What needs to be done:
How many lines in the rows below contain the string "windshield", counting only matches with the same capitalization? Reply with the number alone.

____ Data shown

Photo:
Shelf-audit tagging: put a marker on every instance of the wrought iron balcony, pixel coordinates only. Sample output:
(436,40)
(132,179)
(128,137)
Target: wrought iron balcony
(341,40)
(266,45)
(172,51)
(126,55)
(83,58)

________
____ Data shown

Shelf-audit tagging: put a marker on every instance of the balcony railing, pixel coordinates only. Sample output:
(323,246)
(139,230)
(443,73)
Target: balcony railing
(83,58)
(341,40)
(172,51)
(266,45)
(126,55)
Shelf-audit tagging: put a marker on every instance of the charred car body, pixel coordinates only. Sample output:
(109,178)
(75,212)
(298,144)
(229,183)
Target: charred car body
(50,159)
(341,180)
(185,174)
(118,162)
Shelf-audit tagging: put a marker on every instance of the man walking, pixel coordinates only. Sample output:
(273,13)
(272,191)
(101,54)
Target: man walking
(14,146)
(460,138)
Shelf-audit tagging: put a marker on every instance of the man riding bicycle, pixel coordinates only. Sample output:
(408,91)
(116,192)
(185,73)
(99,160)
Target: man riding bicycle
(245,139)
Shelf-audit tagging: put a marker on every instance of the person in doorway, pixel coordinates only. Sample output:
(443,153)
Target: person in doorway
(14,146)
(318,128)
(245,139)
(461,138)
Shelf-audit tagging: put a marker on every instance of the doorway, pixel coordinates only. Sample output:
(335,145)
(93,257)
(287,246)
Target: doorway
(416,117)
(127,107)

________
____ Data shown

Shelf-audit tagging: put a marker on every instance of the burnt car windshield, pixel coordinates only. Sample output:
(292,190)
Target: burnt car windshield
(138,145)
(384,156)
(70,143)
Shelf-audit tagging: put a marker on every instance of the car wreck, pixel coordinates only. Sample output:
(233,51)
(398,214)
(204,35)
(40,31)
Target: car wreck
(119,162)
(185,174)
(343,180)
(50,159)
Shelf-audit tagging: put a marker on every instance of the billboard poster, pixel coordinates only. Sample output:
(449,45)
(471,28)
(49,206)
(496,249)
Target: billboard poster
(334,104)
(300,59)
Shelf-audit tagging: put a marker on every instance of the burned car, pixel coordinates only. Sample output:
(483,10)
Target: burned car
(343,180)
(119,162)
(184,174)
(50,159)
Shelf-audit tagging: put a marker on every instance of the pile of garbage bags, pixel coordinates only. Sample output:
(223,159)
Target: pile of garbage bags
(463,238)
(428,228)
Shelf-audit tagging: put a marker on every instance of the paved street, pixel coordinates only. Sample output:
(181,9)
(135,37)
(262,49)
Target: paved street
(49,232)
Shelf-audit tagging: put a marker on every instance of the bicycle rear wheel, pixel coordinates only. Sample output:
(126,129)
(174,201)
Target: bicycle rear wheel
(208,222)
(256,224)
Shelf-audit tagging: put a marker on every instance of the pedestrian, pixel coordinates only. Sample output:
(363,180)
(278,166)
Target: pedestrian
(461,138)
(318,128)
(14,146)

________

Output:
2